(Collected data entries)
☆ ☆ ☆
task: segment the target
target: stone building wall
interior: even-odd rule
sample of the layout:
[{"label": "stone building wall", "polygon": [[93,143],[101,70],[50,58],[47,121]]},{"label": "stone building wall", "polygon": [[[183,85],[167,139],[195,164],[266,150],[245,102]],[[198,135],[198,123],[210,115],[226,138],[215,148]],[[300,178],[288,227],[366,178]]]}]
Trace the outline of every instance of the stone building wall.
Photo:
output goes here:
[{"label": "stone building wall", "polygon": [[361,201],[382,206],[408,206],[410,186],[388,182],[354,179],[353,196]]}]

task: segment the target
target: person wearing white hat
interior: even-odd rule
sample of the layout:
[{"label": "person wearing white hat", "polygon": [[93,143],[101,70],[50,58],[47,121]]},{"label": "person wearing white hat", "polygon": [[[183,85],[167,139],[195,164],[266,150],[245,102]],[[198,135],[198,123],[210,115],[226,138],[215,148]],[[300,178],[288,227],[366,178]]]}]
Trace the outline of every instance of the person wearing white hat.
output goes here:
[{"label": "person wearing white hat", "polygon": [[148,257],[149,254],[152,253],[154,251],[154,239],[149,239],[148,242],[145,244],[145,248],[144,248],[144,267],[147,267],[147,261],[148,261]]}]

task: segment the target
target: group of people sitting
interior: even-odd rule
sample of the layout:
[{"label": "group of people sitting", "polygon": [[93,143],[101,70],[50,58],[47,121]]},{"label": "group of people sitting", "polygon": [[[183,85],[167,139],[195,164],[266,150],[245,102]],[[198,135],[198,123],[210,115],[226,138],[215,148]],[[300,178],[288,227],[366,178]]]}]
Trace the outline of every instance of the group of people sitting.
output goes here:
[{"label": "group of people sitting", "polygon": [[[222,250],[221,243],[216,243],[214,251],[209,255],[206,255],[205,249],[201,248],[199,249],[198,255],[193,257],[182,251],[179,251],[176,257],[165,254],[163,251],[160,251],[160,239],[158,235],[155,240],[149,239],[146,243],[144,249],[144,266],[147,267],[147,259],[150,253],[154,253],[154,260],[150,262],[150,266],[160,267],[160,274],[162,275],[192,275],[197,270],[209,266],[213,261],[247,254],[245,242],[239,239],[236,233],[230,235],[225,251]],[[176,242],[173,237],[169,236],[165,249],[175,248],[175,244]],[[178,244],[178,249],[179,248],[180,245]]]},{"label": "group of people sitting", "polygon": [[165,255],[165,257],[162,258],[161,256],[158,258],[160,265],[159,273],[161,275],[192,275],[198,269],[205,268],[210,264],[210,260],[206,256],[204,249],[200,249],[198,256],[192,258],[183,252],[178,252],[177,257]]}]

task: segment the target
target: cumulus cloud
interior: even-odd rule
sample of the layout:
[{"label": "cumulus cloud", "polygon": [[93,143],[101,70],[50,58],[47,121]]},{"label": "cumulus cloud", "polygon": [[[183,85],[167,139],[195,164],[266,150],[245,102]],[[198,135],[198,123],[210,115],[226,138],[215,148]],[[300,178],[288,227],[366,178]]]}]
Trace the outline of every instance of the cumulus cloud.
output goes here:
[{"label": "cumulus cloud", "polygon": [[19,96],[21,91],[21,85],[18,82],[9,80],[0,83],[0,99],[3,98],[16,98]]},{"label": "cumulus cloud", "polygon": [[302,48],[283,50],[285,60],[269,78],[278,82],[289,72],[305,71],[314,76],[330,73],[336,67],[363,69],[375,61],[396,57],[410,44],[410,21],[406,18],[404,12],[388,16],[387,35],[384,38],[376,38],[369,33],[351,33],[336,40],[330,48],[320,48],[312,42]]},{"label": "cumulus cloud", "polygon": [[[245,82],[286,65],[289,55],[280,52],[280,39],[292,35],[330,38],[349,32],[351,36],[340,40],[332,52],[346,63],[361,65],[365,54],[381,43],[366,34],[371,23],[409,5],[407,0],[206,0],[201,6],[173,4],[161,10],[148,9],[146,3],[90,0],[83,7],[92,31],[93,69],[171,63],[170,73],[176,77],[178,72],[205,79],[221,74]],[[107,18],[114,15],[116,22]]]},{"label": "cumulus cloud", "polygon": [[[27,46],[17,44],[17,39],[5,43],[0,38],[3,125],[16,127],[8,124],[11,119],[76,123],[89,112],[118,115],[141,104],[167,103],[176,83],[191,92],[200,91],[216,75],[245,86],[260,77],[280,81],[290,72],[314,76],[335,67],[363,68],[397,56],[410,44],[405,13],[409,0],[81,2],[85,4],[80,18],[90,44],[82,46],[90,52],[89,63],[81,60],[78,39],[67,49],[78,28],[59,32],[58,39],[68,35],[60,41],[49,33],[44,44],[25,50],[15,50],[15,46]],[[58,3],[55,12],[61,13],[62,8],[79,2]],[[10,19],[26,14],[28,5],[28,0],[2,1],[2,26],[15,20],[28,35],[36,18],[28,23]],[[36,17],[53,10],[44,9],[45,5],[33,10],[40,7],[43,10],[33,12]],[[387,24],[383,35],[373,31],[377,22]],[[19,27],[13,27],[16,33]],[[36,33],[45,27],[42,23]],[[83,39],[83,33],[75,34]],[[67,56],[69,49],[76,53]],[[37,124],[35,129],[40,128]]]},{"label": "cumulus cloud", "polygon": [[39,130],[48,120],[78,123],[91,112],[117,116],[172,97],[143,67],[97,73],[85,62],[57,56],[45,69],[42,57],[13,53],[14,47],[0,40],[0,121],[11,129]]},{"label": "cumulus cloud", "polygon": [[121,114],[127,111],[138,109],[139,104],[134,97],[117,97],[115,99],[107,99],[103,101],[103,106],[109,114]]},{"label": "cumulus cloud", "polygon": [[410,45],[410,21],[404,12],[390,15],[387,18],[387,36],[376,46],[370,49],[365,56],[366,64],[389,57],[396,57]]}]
☆ ☆ ☆
● WHAT THE EXERCISE ASKS: Write the data above out again in full, with every word as given.

● WORKED SOLUTION:
task: segment the target
target: stone building wall
interior: even-odd rule
sample of the layout:
[{"label": "stone building wall", "polygon": [[93,143],[101,70],[50,58],[47,121]]},{"label": "stone building wall", "polygon": [[[183,85],[167,139],[195,164],[266,150],[245,102]],[[198,135],[198,123],[210,115],[226,138],[215,148]],[[300,178],[288,227],[366,178]]]}]
Trace the outline of every instance of the stone building wall.
Photo:
output goes here:
[{"label": "stone building wall", "polygon": [[361,201],[382,206],[408,206],[410,186],[388,182],[354,179],[353,196]]}]

task: segment the target
target: person wearing white hat
interior: even-odd rule
sample of the layout:
[{"label": "person wearing white hat", "polygon": [[93,143],[101,70],[50,58],[47,121]]},{"label": "person wearing white hat", "polygon": [[[183,85],[167,139],[195,164],[266,150],[245,102]],[[198,135],[198,123],[210,115],[226,138],[215,148]],[[300,178],[288,227],[366,178]]]}]
Trace the outline of every instance of the person wearing white hat.
output goes here:
[{"label": "person wearing white hat", "polygon": [[148,257],[149,254],[152,253],[154,251],[154,239],[149,239],[148,242],[145,244],[145,248],[144,248],[144,267],[147,267],[147,261],[148,261]]}]

task: segment the target
target: group of people sitting
interior: even-odd rule
sample of the layout:
[{"label": "group of people sitting", "polygon": [[93,143],[101,70],[50,58],[47,121]]},{"label": "group of people sitting", "polygon": [[[183,85],[167,139],[195,164],[266,150],[245,102]],[[198,135],[198,123],[210,115],[226,138],[215,148]],[[300,178],[288,227],[366,178]]]}]
Trace the outline of every instance of the group of people sitting.
output goes here:
[{"label": "group of people sitting", "polygon": [[[222,250],[221,243],[216,243],[214,251],[209,255],[206,255],[205,249],[201,248],[199,249],[198,255],[193,257],[182,251],[179,251],[176,257],[165,254],[163,251],[160,251],[160,239],[158,235],[155,240],[149,239],[146,243],[144,249],[144,266],[147,267],[147,259],[150,253],[154,253],[154,260],[150,262],[150,266],[160,267],[160,274],[162,275],[192,275],[197,270],[209,266],[213,261],[247,254],[245,242],[239,239],[236,233],[230,235],[225,251]],[[176,242],[173,237],[169,236],[165,249],[175,248],[175,244]],[[178,244],[178,249],[179,248],[180,245]]]},{"label": "group of people sitting", "polygon": [[165,255],[165,257],[162,258],[161,256],[158,258],[160,265],[159,273],[161,275],[192,275],[198,269],[205,268],[210,264],[210,260],[206,256],[204,249],[200,249],[198,256],[192,258],[183,252],[178,252],[177,257]]}]

task: segment the target
target: cumulus cloud
interior: even-odd rule
sample of the layout:
[{"label": "cumulus cloud", "polygon": [[93,143],[101,70],[50,58],[47,121]]},{"label": "cumulus cloud", "polygon": [[[183,85],[167,139],[195,164],[266,150],[245,102]],[[198,135],[198,123],[210,115],[226,138],[215,148]],[[300,178],[288,227],[366,178]]]}]
Trace the outline of every instance of the cumulus cloud.
output goes here:
[{"label": "cumulus cloud", "polygon": [[19,96],[21,91],[21,85],[18,82],[9,80],[0,83],[0,99],[3,98],[16,98]]},{"label": "cumulus cloud", "polygon": [[302,48],[283,50],[285,60],[269,78],[278,82],[289,72],[305,71],[314,76],[330,73],[336,67],[363,69],[375,61],[396,57],[410,44],[410,21],[406,18],[404,12],[388,16],[387,35],[384,38],[376,38],[369,33],[351,33],[336,40],[330,48],[320,48],[312,42]]},{"label": "cumulus cloud", "polygon": [[[245,82],[286,65],[289,55],[280,52],[280,39],[292,35],[330,38],[349,32],[351,36],[340,40],[332,52],[346,63],[361,65],[365,54],[381,43],[366,34],[371,23],[409,5],[407,0],[206,0],[201,6],[173,4],[161,10],[148,9],[146,3],[90,0],[83,7],[92,31],[93,69],[171,63],[170,73],[176,77],[178,72],[205,79],[221,74]],[[107,18],[114,15],[116,22]]]},{"label": "cumulus cloud", "polygon": [[[27,46],[17,44],[17,39],[5,43],[0,38],[3,125],[16,127],[8,124],[11,119],[76,123],[89,112],[118,115],[141,104],[167,103],[176,83],[191,92],[200,91],[216,75],[245,86],[260,77],[280,81],[290,72],[314,76],[335,67],[363,68],[397,56],[410,44],[405,13],[409,0],[81,2],[85,4],[80,18],[90,44],[82,46],[90,52],[89,63],[81,60],[78,39],[67,49],[78,28],[59,32],[58,39],[68,35],[60,41],[49,33],[44,44],[25,50],[15,50],[15,46]],[[58,3],[55,12],[61,13],[62,8],[79,2]],[[10,19],[26,14],[28,5],[28,0],[2,1],[2,26],[15,20],[28,35],[36,18],[28,23]],[[36,17],[53,10],[44,9],[45,5],[33,10],[40,7],[43,10],[33,12]],[[387,24],[383,35],[373,31],[377,22]],[[19,27],[13,27],[16,33]],[[36,33],[45,27],[42,23]],[[83,39],[83,33],[75,34]],[[67,56],[69,49],[76,53]],[[37,124],[35,129],[40,128]]]},{"label": "cumulus cloud", "polygon": [[39,130],[48,120],[78,123],[91,112],[117,116],[172,97],[143,67],[97,73],[85,62],[57,56],[45,69],[42,57],[13,53],[14,47],[0,40],[0,121],[11,129]]},{"label": "cumulus cloud", "polygon": [[121,114],[127,111],[138,109],[139,104],[134,97],[117,97],[115,99],[107,99],[103,101],[103,106],[109,114]]},{"label": "cumulus cloud", "polygon": [[410,45],[410,21],[404,12],[390,15],[387,18],[387,36],[376,46],[370,49],[365,56],[366,64],[389,57],[396,57]]}]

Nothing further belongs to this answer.